Identification and Failure Modes

Revealed preference scores measure the degree to which a sequence of observations is consistent with utility maximization. The measurement is only valid when the observations faithfully represent the agent’s actual decisions. Several data features commonly found in retail scanner data, e-commerce logs, and platform recommendation systems can produce apparent violations that reflect errors in the data rather than genuine inconsistency in behavior.

The theoretical foundations page enumerates five maintained assumptions. Assumption A5 states that the analyst observes the exhaustive set of commodities and prices relevant to the agent’s decision. Assumption A4 states that the choices come from a single optimizing agent. Assumption A1 states that preferences are stable across all observations. Each failure mode below corresponds to a breach of one of these assumptions, with a plain account of what goes wrong and what to check.
• • •
> [Problem to work on]: Please reproduce the passage of the revealed preference text starting at "Identification and Failure" and ending at "inconsistency in behavior.", word for word.
• • •
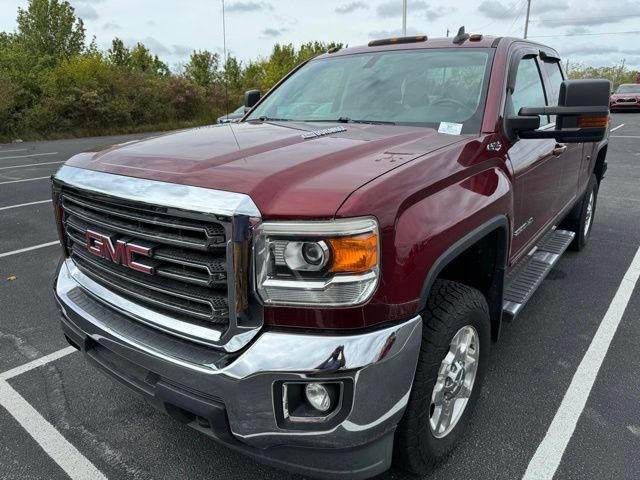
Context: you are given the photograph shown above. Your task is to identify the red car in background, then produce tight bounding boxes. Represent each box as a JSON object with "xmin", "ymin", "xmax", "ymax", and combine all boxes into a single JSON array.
[{"xmin": 609, "ymin": 83, "xmax": 640, "ymax": 112}]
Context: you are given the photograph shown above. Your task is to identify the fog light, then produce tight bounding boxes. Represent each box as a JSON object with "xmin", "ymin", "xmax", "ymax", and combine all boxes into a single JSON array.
[{"xmin": 304, "ymin": 383, "xmax": 331, "ymax": 413}]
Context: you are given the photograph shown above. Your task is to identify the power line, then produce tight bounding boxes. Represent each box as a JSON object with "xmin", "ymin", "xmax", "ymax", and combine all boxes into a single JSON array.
[
  {"xmin": 529, "ymin": 30, "xmax": 640, "ymax": 38},
  {"xmin": 476, "ymin": 0, "xmax": 528, "ymax": 32},
  {"xmin": 530, "ymin": 12, "xmax": 640, "ymax": 23}
]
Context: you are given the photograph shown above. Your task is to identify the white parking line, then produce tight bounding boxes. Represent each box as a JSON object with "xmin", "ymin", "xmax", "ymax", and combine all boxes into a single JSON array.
[
  {"xmin": 0, "ymin": 347, "xmax": 107, "ymax": 480},
  {"xmin": 0, "ymin": 240, "xmax": 60, "ymax": 258},
  {"xmin": 0, "ymin": 200, "xmax": 51, "ymax": 212},
  {"xmin": 0, "ymin": 152, "xmax": 58, "ymax": 160},
  {"xmin": 0, "ymin": 380, "xmax": 107, "ymax": 480},
  {"xmin": 523, "ymin": 248, "xmax": 640, "ymax": 480},
  {"xmin": 0, "ymin": 175, "xmax": 51, "ymax": 185},
  {"xmin": 0, "ymin": 346, "xmax": 78, "ymax": 381},
  {"xmin": 0, "ymin": 160, "xmax": 64, "ymax": 170}
]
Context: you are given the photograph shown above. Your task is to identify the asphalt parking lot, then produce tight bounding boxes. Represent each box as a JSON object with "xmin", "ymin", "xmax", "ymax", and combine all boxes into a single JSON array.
[{"xmin": 0, "ymin": 117, "xmax": 640, "ymax": 480}]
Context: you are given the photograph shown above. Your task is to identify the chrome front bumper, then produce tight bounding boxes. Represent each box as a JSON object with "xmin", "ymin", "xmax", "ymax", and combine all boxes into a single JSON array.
[{"xmin": 55, "ymin": 260, "xmax": 422, "ymax": 458}]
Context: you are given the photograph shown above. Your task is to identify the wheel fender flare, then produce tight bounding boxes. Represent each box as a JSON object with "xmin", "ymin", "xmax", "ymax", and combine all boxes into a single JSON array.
[{"xmin": 418, "ymin": 215, "xmax": 510, "ymax": 340}]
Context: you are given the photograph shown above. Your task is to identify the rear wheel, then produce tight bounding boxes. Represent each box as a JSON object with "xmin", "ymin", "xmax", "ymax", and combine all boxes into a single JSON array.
[
  {"xmin": 394, "ymin": 280, "xmax": 491, "ymax": 474},
  {"xmin": 562, "ymin": 175, "xmax": 598, "ymax": 252}
]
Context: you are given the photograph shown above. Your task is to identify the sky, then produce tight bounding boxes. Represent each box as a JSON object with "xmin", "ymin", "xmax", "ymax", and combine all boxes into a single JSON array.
[{"xmin": 0, "ymin": 0, "xmax": 640, "ymax": 69}]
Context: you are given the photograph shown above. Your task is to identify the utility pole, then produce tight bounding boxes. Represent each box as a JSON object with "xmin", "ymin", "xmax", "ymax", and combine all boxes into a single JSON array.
[
  {"xmin": 402, "ymin": 0, "xmax": 407, "ymax": 37},
  {"xmin": 524, "ymin": 0, "xmax": 531, "ymax": 38},
  {"xmin": 613, "ymin": 58, "xmax": 627, "ymax": 88}
]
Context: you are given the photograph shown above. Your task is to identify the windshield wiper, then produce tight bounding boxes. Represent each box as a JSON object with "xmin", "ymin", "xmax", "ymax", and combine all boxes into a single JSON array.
[
  {"xmin": 336, "ymin": 117, "xmax": 396, "ymax": 125},
  {"xmin": 247, "ymin": 115, "xmax": 291, "ymax": 122}
]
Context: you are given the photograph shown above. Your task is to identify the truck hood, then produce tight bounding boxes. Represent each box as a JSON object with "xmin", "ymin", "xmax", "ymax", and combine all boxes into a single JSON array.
[{"xmin": 67, "ymin": 122, "xmax": 467, "ymax": 218}]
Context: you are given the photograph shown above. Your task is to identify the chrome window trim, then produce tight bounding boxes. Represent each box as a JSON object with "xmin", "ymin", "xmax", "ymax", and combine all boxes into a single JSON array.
[{"xmin": 54, "ymin": 165, "xmax": 260, "ymax": 217}]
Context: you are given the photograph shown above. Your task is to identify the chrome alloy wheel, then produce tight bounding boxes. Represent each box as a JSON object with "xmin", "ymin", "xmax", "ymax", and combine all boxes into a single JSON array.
[
  {"xmin": 583, "ymin": 191, "xmax": 596, "ymax": 237},
  {"xmin": 429, "ymin": 325, "xmax": 480, "ymax": 438}
]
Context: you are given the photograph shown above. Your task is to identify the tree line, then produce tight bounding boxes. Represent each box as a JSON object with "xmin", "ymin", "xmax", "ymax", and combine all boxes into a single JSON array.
[
  {"xmin": 567, "ymin": 63, "xmax": 640, "ymax": 91},
  {"xmin": 0, "ymin": 0, "xmax": 335, "ymax": 142},
  {"xmin": 0, "ymin": 0, "xmax": 640, "ymax": 142}
]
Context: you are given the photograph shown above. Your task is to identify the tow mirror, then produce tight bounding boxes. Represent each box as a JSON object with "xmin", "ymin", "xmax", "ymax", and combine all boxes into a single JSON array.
[
  {"xmin": 244, "ymin": 90, "xmax": 262, "ymax": 111},
  {"xmin": 506, "ymin": 80, "xmax": 611, "ymax": 143}
]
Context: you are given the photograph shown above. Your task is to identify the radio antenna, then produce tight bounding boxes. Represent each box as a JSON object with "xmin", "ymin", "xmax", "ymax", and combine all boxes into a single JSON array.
[{"xmin": 222, "ymin": 0, "xmax": 229, "ymax": 120}]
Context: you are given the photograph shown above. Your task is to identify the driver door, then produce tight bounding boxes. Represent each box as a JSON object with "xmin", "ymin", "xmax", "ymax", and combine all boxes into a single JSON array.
[{"xmin": 505, "ymin": 50, "xmax": 566, "ymax": 261}]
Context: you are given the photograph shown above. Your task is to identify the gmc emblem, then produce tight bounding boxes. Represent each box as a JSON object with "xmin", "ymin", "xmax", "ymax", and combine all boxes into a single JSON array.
[{"xmin": 85, "ymin": 230, "xmax": 153, "ymax": 274}]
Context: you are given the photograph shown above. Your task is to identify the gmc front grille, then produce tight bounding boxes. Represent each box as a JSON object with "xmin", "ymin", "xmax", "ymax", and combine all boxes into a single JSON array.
[{"xmin": 62, "ymin": 190, "xmax": 233, "ymax": 330}]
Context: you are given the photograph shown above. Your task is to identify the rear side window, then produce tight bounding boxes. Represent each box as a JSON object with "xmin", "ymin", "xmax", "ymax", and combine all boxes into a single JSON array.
[{"xmin": 511, "ymin": 57, "xmax": 549, "ymax": 126}]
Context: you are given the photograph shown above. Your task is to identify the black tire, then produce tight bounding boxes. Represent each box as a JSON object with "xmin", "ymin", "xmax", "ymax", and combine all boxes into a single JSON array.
[
  {"xmin": 394, "ymin": 280, "xmax": 491, "ymax": 475},
  {"xmin": 560, "ymin": 175, "xmax": 598, "ymax": 252}
]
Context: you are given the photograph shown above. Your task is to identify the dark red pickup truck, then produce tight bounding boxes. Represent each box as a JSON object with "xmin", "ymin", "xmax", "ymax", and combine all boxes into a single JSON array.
[{"xmin": 53, "ymin": 32, "xmax": 610, "ymax": 478}]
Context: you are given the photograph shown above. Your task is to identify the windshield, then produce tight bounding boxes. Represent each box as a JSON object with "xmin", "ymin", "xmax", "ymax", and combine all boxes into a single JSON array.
[
  {"xmin": 616, "ymin": 83, "xmax": 640, "ymax": 93},
  {"xmin": 247, "ymin": 48, "xmax": 493, "ymax": 134}
]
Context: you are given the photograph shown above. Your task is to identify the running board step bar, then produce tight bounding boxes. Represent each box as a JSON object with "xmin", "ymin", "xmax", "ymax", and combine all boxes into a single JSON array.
[{"xmin": 502, "ymin": 230, "xmax": 576, "ymax": 322}]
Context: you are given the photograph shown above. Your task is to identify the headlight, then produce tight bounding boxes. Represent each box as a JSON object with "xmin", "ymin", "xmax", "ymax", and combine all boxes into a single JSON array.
[{"xmin": 254, "ymin": 217, "xmax": 380, "ymax": 307}]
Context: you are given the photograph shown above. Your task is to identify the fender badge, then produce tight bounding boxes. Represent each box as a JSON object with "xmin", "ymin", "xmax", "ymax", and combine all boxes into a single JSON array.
[
  {"xmin": 302, "ymin": 127, "xmax": 347, "ymax": 138},
  {"xmin": 487, "ymin": 142, "xmax": 502, "ymax": 152}
]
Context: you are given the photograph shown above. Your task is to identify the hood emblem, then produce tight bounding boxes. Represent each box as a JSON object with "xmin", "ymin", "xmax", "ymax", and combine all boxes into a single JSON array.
[{"xmin": 302, "ymin": 127, "xmax": 347, "ymax": 138}]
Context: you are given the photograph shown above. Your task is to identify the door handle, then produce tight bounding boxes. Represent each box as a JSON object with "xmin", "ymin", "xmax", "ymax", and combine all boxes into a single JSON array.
[{"xmin": 552, "ymin": 143, "xmax": 567, "ymax": 157}]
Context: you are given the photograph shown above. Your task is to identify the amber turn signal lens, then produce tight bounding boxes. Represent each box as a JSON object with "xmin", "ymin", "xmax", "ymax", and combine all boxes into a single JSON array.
[
  {"xmin": 578, "ymin": 115, "xmax": 609, "ymax": 128},
  {"xmin": 329, "ymin": 233, "xmax": 378, "ymax": 272}
]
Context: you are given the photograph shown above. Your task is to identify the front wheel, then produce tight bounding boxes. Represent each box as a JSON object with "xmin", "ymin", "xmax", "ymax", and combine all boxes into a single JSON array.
[
  {"xmin": 561, "ymin": 175, "xmax": 598, "ymax": 252},
  {"xmin": 394, "ymin": 280, "xmax": 491, "ymax": 475}
]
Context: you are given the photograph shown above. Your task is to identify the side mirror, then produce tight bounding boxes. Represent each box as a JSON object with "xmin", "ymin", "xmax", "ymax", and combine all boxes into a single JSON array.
[
  {"xmin": 244, "ymin": 90, "xmax": 260, "ymax": 110},
  {"xmin": 505, "ymin": 80, "xmax": 611, "ymax": 143}
]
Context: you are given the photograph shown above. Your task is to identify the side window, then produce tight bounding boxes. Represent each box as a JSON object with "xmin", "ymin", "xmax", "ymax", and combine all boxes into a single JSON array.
[
  {"xmin": 542, "ymin": 62, "xmax": 564, "ymax": 122},
  {"xmin": 511, "ymin": 57, "xmax": 549, "ymax": 126},
  {"xmin": 542, "ymin": 62, "xmax": 564, "ymax": 106}
]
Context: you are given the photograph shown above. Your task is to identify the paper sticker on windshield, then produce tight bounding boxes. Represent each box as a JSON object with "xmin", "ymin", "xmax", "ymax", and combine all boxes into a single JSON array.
[{"xmin": 438, "ymin": 122, "xmax": 462, "ymax": 135}]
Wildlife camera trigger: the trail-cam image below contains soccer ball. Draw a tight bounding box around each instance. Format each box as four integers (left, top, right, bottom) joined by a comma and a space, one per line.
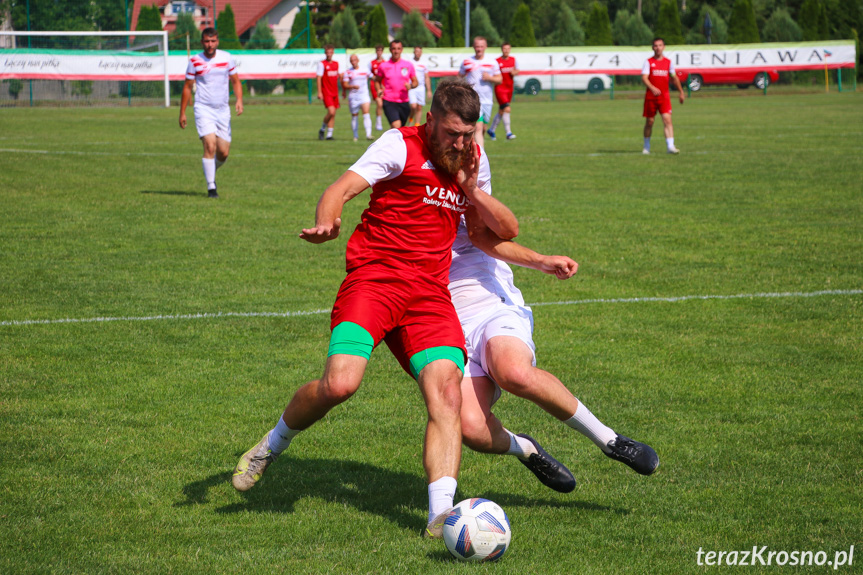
• • •
> [Result for this task]:
Identification and Failure Modes

Revealed preference scores measure the degree to which a sequence of observations is consistent with utility maximization. The measurement is only valid when the observations faithfully represent the agent’s actual decisions. Several data features commonly found in retail scanner data, e-commerce logs, and platform recommendation systems can produce apparent violations that reflect errors in the data rather than genuine inconsistency in behavior.